### Objective A
Using the text on the Beirut Stock Exchange below, decide whether each statement agrees with it: (i) the eight committee members are appointed by a decree of the Council of Ministers; (ii) offshore companies cannot be members of the exchange; (iii) Lebanon has several stock exchanges besides this one. Answer yes or no for each and quote the deciding words of the text.
### Objective B
Revise the text on the Beirut Stock Exchange below. Write out the part starting at "The Beirut Stock" and ending at "financial instruments listed.", with "Minister of Finance" changed to "Finance Minister".

### Page
++++++++

The Beirut Stock Exchange (BSE, Arabic: بورصة بيروت) is the principal and only stock exchange of Lebanon. Located in Beirut, it is a public institution run by a committee including a Chairman, a Vice-Chairman and eight members appointed via a decree issued by the Council of Ministers, in accordance with a proposal by the Minister of Finance. All BSE members are Lebanese Joint stock companies (SAL) with a capital above £L500,000 and registered at the secretariat of the Commercial Register in. Members include holding companies and offshore companies. The BSE authorizes Brokerage firms the operation and trade in securities listed on the BSE according to the Bourse trading system and also lists the issuing companies (called "Listed companies") that have any of their stocks or other financial instruments listed.

++++++++

### Extracted records
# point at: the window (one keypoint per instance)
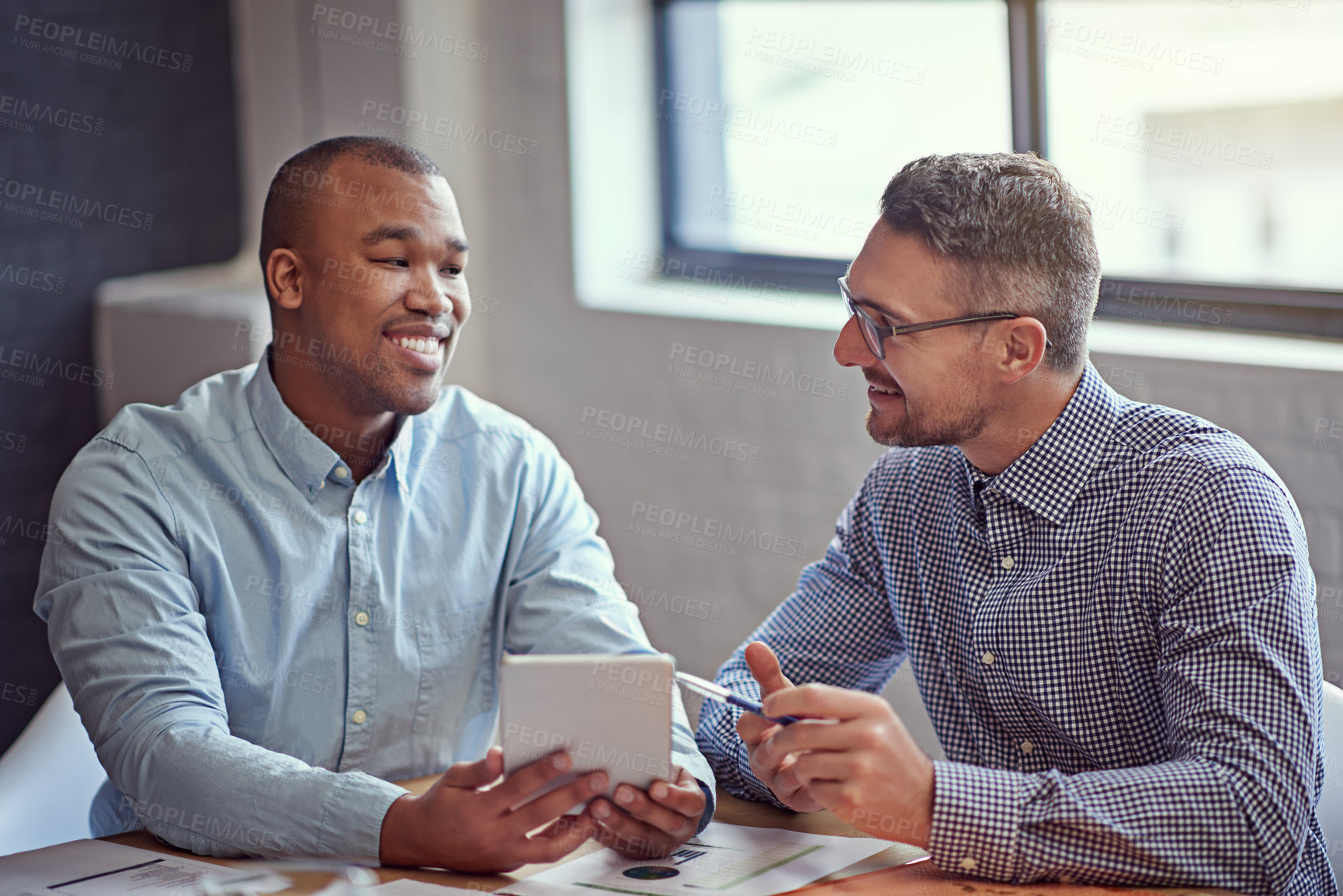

++++++++

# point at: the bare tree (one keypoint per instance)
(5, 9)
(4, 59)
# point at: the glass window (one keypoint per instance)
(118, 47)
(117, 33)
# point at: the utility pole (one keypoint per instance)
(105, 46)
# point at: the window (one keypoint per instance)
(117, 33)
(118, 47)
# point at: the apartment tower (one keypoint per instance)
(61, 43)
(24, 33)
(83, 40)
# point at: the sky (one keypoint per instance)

++++++++

### Output A
(i) Yes: "eight members appointed via a decree issued by the Council of Ministers"
(ii) No: "Members include holding companies and offshore companies."
(iii) No: "the principal and only stock exchange of Lebanon"

### Output B
The Beirut Stock Exchange (BSE, Arabic: بورصة بيروت) is the principal and only stock exchange of Lebanon. Located in Beirut, it is a public institution run by a committee including a Chairman, a Vice-Chairman and eight members appointed via a decree issued by the Council of Ministers, in accordance with a proposal by the Finance Minister. All BSE members are Lebanese Joint stock companies (SAL) with a capital above £L500,000 and registered at the secretariat of the Commercial Register in. Members include holding companies and offshore companies. The BSE authorizes Brokerage firms the operation and trade in securities listed on the BSE according to the Bourse trading system and also lists the issuing companies (called "Listed companies") that have any of their stocks or other financial instruments listed.